=== Excerpted text ===
Sending data frame results in transmission of more tcp segments than needed

xiaoyawei commented 1 year ago

What is the issue?

I was using tonic (which depends on h2 for http2) for a bidi-streaming gRPC service. With some packet sniffing, I noticed that when one side is sending data of around 1KB to the other side through the gRPC stream (which is based on an underlying http2 stream), the data is always transmitted as 2 TCP segments: the 1st one carries the http2 data frame's head , which is of 9 bytes, while the 2nd one carries the real payload.

Since tonic (and many other libraries) disables nagle algorithm by default, the above issue happens in a relatively wide range. For us, our application keeps transmitting data around 1KB, and this issue leads to a lot of tcp segments being transmitted, which is a big overhead and affects our applications' performance.

What is the root cause?

=== What is asked ===
**a)** Please reproduce the h2 issue report, everything from "Sending data frame" down to "our applications' performance.".
**b)** According to the h2 issue report, how many bytes is the http2 data frame's head?
**c)** Pick up the h2 issue report after its last line and continue writing it.
The data after this point has nothing to do with the h2 issue report.

=== Recorded information ===
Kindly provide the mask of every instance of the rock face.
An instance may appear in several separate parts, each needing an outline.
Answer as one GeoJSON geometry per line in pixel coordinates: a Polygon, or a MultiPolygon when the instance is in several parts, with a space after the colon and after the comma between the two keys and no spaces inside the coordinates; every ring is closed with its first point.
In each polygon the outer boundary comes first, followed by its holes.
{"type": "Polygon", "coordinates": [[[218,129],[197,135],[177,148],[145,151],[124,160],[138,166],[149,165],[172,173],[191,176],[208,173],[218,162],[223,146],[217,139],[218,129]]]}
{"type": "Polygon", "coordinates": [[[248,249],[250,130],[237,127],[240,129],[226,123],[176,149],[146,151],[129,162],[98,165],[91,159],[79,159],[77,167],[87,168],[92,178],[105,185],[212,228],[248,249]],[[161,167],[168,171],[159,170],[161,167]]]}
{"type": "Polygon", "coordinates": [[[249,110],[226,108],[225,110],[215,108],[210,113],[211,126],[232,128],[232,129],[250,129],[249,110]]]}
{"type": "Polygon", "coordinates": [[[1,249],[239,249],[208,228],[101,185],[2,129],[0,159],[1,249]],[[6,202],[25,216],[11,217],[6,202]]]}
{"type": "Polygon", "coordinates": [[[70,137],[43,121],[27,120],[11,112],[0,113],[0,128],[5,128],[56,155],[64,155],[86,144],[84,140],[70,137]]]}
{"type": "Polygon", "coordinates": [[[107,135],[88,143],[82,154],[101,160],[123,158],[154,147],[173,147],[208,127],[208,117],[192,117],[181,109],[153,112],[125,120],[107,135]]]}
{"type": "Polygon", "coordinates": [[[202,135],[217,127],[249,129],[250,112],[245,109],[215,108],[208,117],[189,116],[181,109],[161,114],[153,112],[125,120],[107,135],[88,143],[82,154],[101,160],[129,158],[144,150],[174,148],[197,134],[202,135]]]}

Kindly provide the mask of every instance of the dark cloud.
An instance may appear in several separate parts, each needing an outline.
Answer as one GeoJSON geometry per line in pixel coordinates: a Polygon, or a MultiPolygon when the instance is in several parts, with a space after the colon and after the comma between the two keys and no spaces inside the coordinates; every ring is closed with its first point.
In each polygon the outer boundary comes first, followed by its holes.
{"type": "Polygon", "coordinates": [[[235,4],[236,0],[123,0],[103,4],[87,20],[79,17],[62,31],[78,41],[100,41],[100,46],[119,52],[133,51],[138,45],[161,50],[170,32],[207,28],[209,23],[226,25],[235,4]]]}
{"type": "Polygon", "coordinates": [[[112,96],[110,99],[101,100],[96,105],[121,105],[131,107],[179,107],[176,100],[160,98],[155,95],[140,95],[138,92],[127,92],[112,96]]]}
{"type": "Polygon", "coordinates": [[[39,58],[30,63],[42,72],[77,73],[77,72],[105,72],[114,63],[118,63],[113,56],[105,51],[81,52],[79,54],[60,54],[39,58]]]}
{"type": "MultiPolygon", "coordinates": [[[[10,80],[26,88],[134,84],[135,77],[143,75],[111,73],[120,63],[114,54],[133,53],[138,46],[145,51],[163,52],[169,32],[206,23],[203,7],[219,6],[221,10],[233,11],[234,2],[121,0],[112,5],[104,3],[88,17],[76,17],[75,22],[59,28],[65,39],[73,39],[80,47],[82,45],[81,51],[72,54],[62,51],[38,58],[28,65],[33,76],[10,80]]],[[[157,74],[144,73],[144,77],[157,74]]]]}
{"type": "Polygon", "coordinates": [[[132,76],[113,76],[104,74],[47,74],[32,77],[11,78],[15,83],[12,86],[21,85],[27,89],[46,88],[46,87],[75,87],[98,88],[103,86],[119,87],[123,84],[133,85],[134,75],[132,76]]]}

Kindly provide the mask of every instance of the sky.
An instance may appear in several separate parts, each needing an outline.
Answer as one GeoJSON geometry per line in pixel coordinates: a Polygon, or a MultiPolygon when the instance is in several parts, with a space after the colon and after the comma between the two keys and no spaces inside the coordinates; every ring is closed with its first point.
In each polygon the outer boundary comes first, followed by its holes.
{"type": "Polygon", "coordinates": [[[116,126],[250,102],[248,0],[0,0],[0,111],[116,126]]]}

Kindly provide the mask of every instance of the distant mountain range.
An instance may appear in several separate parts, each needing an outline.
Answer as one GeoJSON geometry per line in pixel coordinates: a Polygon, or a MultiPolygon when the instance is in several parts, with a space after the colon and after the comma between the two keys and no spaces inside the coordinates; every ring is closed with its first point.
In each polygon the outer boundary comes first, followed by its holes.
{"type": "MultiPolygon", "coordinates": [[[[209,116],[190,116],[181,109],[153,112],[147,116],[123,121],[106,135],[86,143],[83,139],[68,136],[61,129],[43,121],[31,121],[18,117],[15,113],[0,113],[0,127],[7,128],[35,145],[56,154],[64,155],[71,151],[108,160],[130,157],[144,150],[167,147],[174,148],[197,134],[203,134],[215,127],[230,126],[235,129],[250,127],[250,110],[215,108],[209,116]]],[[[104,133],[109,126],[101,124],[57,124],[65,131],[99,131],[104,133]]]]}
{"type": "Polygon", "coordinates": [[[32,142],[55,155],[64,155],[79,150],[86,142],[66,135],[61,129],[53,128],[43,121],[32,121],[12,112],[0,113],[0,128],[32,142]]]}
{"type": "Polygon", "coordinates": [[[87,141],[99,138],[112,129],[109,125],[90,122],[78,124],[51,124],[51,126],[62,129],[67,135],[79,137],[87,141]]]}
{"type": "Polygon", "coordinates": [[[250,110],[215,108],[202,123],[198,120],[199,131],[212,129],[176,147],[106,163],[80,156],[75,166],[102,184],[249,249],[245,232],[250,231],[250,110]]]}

=== Results for the exercise ===
**a)**
Sending data frame results in transmission of more tcp segments than needed

xiaoyawei commented 1 year ago

What is the issue?

I was using tonic (which depends on h2 for http2) for a bidi-streaming gRPC service. With some packet sniffing, I noticed that when one side is sending data of around 1KB to the other side through the gRPC stream (which is based on an underlying http2 stream), the data is always transmitted as 2 TCP segments: the 1st one carries the http2 data frame's head , which is of 9 bytes, while the 2nd one carries the real payload.

Since tonic (and many other libraries) disables nagle algorithm by default, the above issue happens in a relatively wide range. For us, our application keeps transmitting data around 1KB, and this issue leads to a lot of tcp segments being transmitted, which is a big overhead and affects our applications' performance.

**b)** 9 bytes.

**c)**
Yes, h2 is agnostic to the underlying transport protocol, but I assume that most of use cases are built on top of TCP; the problematic code is here

https://github.com/hyperium/h2/blob/da38b1c49c39ccf7e2e0dca51ebf8505d6905597/src/codec/framed_write.rs#L243-L251

When sending a data frame with payload size over CHAIN_THRESHOLD (which is 256 now), the frame head (9 bytes) is written to buffer, while the entire payload is left in self.next; then when data is being transmitted over the transport,

https://github.com/hyperium/h2/blob/da38b1c49c39ccf7e2e0dca51ebf8505d6905597/src/codec/framed_write.rs#L125-L135

the buffer is chained with the next token, which is finally written into the transport via

https://github.com/hyperium/h2/blob/da38b1c49c39ccf7e2e0dca51ebf8505d6905597/src/codec/framed_write.rs#L186-L186

here buf is of type bytes::buf::Chain in bytes crate, whose chunk() method is implemented as follows

    fn chunk(&self) -> &[u8] {
        if self.a.has_remaining() {
            self.a.chunk()
        } else {
            self.b.chunk()
        }
    }

Therefore, the buffer, which only contains the data frame's head, is first written to the transport (which is tcp in most use cases), and the payload is then written separately. In the scenarios where nagel algorithm is disabled, it'll lead to the that data frame's head and payload are transmitted in separate tcp segments, which causes some overhead.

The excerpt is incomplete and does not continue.